=== Objective ===
Copy out every one of the entries below word for word, keeping each line unchanged.

Entries for locating named things:
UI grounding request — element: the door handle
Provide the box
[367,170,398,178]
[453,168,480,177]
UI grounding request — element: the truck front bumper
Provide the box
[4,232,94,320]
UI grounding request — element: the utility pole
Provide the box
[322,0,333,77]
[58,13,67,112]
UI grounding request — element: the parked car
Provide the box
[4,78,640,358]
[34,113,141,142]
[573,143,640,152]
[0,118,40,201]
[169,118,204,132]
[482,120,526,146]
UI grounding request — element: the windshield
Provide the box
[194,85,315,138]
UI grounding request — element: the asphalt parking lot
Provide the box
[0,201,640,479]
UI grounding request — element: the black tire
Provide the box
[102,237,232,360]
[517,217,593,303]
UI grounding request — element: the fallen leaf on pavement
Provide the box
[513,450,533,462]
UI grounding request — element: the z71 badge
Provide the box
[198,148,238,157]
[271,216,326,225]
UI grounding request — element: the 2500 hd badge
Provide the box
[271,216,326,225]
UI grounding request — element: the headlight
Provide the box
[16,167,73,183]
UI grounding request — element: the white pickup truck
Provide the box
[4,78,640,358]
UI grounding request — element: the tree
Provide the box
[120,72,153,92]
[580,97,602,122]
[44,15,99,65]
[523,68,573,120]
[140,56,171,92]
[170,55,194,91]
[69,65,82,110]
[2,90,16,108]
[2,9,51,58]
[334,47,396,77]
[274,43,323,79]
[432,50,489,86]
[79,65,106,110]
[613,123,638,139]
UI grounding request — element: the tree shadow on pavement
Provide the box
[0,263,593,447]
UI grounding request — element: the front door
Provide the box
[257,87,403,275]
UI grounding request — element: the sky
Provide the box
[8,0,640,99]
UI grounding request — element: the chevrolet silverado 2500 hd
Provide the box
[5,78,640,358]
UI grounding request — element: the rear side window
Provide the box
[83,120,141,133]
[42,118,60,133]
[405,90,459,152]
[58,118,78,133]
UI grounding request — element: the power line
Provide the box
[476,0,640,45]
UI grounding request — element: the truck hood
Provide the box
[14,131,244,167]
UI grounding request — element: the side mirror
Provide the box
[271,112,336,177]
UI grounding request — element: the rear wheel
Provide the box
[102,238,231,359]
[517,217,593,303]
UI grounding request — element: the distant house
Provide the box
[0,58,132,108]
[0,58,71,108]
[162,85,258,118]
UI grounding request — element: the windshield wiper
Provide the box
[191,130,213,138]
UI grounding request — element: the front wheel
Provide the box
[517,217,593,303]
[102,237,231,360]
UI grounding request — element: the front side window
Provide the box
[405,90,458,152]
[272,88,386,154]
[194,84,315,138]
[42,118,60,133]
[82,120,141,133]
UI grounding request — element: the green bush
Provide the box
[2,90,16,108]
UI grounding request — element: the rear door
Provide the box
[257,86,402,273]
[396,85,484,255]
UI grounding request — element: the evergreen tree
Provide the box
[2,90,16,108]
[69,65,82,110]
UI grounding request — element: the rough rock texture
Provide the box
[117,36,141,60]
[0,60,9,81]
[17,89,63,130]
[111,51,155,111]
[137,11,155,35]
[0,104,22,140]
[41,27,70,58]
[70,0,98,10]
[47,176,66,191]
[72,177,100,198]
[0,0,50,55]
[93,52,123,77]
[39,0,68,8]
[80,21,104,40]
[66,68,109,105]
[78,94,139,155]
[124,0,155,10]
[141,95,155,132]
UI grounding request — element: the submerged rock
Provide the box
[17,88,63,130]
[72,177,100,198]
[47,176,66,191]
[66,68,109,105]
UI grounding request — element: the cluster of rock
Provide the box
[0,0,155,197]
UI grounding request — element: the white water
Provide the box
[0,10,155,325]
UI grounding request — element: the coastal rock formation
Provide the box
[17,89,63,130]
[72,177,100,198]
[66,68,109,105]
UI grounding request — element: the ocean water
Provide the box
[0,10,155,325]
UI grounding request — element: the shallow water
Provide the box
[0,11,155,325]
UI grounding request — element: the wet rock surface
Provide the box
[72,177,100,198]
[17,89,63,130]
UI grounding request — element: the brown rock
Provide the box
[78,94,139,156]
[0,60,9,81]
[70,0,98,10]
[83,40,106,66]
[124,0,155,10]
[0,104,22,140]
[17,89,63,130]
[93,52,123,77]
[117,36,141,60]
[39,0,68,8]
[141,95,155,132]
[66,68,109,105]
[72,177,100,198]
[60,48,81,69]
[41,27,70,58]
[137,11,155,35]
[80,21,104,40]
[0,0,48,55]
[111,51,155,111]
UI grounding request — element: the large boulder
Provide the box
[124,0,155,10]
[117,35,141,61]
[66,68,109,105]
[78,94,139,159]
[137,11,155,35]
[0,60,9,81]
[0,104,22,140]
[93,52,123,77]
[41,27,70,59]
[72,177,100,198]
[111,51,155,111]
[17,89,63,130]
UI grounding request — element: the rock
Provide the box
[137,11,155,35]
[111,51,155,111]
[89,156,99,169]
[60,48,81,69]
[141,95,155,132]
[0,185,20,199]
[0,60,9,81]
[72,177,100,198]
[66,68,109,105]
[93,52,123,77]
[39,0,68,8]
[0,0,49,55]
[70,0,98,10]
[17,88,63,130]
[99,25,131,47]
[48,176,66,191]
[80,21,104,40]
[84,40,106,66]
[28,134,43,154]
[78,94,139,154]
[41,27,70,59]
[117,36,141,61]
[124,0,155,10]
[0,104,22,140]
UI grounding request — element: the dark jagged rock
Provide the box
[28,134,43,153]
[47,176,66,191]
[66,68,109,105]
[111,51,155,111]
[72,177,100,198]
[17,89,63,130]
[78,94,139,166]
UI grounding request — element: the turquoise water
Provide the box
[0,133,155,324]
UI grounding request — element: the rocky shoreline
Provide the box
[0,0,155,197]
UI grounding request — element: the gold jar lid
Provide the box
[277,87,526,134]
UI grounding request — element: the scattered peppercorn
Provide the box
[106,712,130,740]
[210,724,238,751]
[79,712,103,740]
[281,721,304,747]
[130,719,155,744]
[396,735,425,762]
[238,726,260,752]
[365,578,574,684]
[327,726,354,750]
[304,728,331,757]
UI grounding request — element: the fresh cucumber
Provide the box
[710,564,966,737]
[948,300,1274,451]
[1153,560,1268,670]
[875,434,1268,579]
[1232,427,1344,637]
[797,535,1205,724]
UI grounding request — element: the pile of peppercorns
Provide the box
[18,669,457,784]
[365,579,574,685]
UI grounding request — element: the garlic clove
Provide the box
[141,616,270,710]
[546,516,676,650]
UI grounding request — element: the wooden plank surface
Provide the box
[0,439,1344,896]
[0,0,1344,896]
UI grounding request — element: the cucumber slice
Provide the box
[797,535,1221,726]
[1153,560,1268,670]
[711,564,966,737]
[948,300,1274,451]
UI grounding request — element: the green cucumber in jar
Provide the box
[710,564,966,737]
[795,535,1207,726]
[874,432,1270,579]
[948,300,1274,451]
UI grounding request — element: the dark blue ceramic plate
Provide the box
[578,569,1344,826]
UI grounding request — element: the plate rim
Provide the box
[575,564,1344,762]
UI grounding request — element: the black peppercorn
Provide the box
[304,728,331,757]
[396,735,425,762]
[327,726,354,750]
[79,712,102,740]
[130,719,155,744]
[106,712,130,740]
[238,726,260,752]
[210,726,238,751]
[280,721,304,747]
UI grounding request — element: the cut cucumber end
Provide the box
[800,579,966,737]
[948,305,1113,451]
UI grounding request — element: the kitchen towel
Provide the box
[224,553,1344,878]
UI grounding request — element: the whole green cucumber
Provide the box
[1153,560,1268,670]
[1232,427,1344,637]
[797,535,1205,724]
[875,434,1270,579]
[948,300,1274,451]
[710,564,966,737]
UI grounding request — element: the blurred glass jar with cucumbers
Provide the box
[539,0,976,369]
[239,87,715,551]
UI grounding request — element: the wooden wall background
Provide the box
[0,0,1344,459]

=== Solution ===
UI grounding request — element: the door handle
Provide the box
[367,170,398,178]
[453,168,480,177]
UI grounding request — element: the truck front bumper
Provide the box
[4,232,94,320]
UI grounding request — element: the utility pole
Provide the box
[322,0,333,77]
[58,13,67,112]
UI grounding request — element: the parked car
Provide the box
[4,78,640,358]
[34,113,141,142]
[573,143,640,152]
[0,118,40,201]
[169,118,204,132]
[482,120,526,146]
UI grounding request — element: the windshield
Provide the box
[194,85,315,138]
UI grounding request — element: the asphalt parking lot
Provide the box
[0,201,640,479]
UI grounding request — element: the black tire
Provide the box
[102,237,232,360]
[517,217,593,303]
UI grounding request — element: the fallen leaf on pavement
Provide the box
[513,450,533,462]
UI grounding request — element: the z71 badge
Provide the box
[198,148,238,157]
[271,216,326,225]
UI grounding request — element: the 2500 hd badge
Provide the box
[271,216,326,225]
UI grounding request — element: the headlight
Provide the box
[16,167,73,183]
UI grounding request — element: the white pickup truck
Provide the box
[4,78,640,358]
UI grounding request — element: the tree
Provide the box
[120,72,153,92]
[580,97,602,122]
[44,15,99,65]
[523,68,573,120]
[140,56,171,92]
[170,55,194,91]
[69,65,82,110]
[2,90,16,108]
[2,9,51,58]
[334,47,396,77]
[274,43,323,79]
[432,50,489,86]
[79,65,106,110]
[613,123,638,139]
UI grounding request — element: the tree shadow on pavement
Provide the box
[0,263,593,447]
UI grounding request — element: the front door
Provide the box
[257,87,403,275]
UI grounding request — element: the sky
Provide the box
[8,0,640,99]
UI grounding request — element: the chevrolet silverado 2500 hd
Provide the box
[5,78,640,358]
UI grounding request — element: the rear side window
Provide the box
[83,120,141,133]
[42,118,60,133]
[405,90,459,152]
[58,118,78,133]
UI grounding request — element: the power line
Provide the box
[476,0,640,45]
UI grounding request — element: the truck hood
Provide the box
[14,131,244,167]
UI grounding request — element: the side mirror
Provide the box
[271,112,336,177]
UI grounding request — element: the rear wheel
Provide the box
[102,238,231,359]
[517,217,593,303]
UI grounding request — element: the distant house
Provide the box
[0,58,132,108]
[0,58,71,108]
[162,85,258,118]
UI grounding request — element: the windshield wiper
Provide the box
[191,130,213,138]
UI grounding request — element: the front wheel
Provide the box
[517,217,593,303]
[102,237,231,360]
UI grounding request — element: the front side window
Provide the box
[405,90,458,152]
[272,88,386,154]
[194,84,315,138]
[42,118,60,133]
[82,120,141,133]
UI grounding request — element: the green bush
Provide the box
[2,90,16,108]
UI grounding request — element: the rear door
Provide the box
[257,86,402,273]
[396,85,484,255]
UI grounding request — element: the evergreen tree
Provide the box
[2,90,16,108]
[69,65,82,110]
UI grounding request — element: the rough rock texture
Provide the box
[117,36,141,60]
[0,60,9,81]
[17,89,63,130]
[111,51,155,111]
[137,11,155,35]
[0,104,22,140]
[41,27,70,58]
[70,0,98,10]
[47,176,66,191]
[72,177,100,198]
[0,0,50,55]
[93,52,123,77]
[39,0,68,8]
[80,21,104,40]
[66,68,109,105]
[78,94,139,155]
[124,0,155,10]
[141,95,155,132]
UI grounding request — element: the submerged rock
Provide the box
[17,88,63,130]
[72,177,100,198]
[47,176,66,191]
[66,68,109,105]
UI grounding request — element: the cluster of rock
Provide the box
[0,0,155,197]
UI grounding request — element: the white water
Provide the box
[0,10,155,325]
UI grounding request — element: the coastal rock formation
Provide the box
[17,89,63,130]
[72,177,100,198]
[66,68,109,105]
UI grounding request — element: the ocean water
Provide the box
[0,10,155,325]
UI grounding request — element: the shallow water
Provide the box
[0,11,155,325]
UI grounding request — element: the wet rock surface
Provide the box
[72,177,100,198]
[17,89,63,130]
UI grounding request — element: the brown rock
Provide the box
[78,94,139,156]
[0,60,9,81]
[70,0,98,10]
[83,40,106,66]
[124,0,155,10]
[0,104,22,140]
[17,89,63,130]
[93,52,123,77]
[117,36,141,60]
[39,0,68,8]
[141,95,155,132]
[66,68,109,105]
[72,177,100,198]
[60,48,81,69]
[41,27,70,58]
[137,11,155,35]
[80,21,104,40]
[0,0,48,55]
[111,51,155,111]
UI grounding request — element: the large boulder
Provide the box
[124,0,155,10]
[117,35,141,61]
[66,68,109,105]
[78,94,139,159]
[137,11,155,35]
[0,60,9,81]
[0,104,22,140]
[93,52,123,77]
[41,27,70,59]
[72,177,100,198]
[111,51,155,111]
[17,89,63,130]
UI grounding request — element: the rock
Provide the box
[137,11,155,35]
[111,51,155,111]
[89,156,99,169]
[60,48,81,69]
[141,95,155,132]
[0,185,20,199]
[0,60,9,81]
[72,177,100,198]
[66,68,109,105]
[93,52,123,77]
[39,0,68,8]
[0,0,49,55]
[70,0,98,10]
[17,88,63,130]
[99,25,131,47]
[48,176,66,191]
[80,21,104,40]
[84,40,106,66]
[28,134,43,154]
[78,94,139,154]
[41,27,70,59]
[117,36,141,61]
[124,0,155,10]
[0,104,22,140]
UI grounding request — element: the dark jagged rock
Provide the box
[28,134,43,153]
[47,176,66,191]
[66,68,109,105]
[111,51,155,111]
[72,177,100,198]
[17,89,63,130]
[78,94,139,166]
UI grounding request — element: the turquoise water
Provide the box
[0,133,155,324]
UI grounding request — element: the rocky shoreline
Provide the box
[0,0,155,197]
UI grounding request — element: the gold jar lid
Provide the box
[277,87,526,134]
UI grounding request — element: the scattered peppercorn
Provide the box
[106,712,130,740]
[210,724,238,751]
[79,712,103,740]
[281,721,304,747]
[130,719,155,744]
[396,735,425,762]
[238,726,260,752]
[365,578,574,684]
[327,726,354,750]
[304,728,331,757]
UI grounding request — element: the fresh cucumber
Provide the box
[710,564,966,737]
[948,300,1274,451]
[1153,560,1268,670]
[875,434,1268,579]
[1232,427,1344,637]
[797,535,1205,724]
UI grounding request — element: the pile of peppercorns
Provide the box
[18,669,457,784]
[365,579,574,685]
UI grounding request — element: the garlic clove
Provide the box
[141,616,270,710]
[546,516,676,650]
UI grounding request — element: the wooden plank surface
Provide the box
[0,439,1344,896]
[0,0,1344,896]
UI grounding request — element: the cucumber slice
Provide the box
[797,535,1221,726]
[1153,560,1268,670]
[711,564,966,737]
[948,300,1274,451]
UI grounding request — element: the green cucumber in jar
Provide the box
[710,564,966,737]
[795,535,1207,726]
[874,432,1270,579]
[948,300,1274,451]
UI grounding request — element: the dark blue ceramic plate
Provide the box
[578,569,1344,826]
UI grounding request — element: the plate rim
Provide the box
[575,564,1344,762]
UI grounding request — element: the black peppercorn
Provide the box
[304,728,331,757]
[396,735,425,762]
[327,726,354,750]
[79,712,102,740]
[130,719,155,744]
[106,712,130,740]
[238,726,260,752]
[210,726,238,751]
[280,721,304,747]
UI grounding request — element: the cut cucumber end
Provide the box
[800,579,966,737]
[948,305,1113,451]
UI grounding request — element: the kitchen towel
Provide the box
[224,553,1344,878]
UI grounding request — element: the whole green cucumber
Provide the box
[1153,560,1268,670]
[1232,427,1344,637]
[797,535,1205,724]
[875,434,1270,579]
[948,300,1274,451]
[710,564,966,737]
UI grounding request — element: the blurred glass jar with cucumbers
Provide the box
[539,0,976,369]
[239,87,715,551]
UI grounding request — element: the wooden wall background
Provide the box
[0,0,1344,459]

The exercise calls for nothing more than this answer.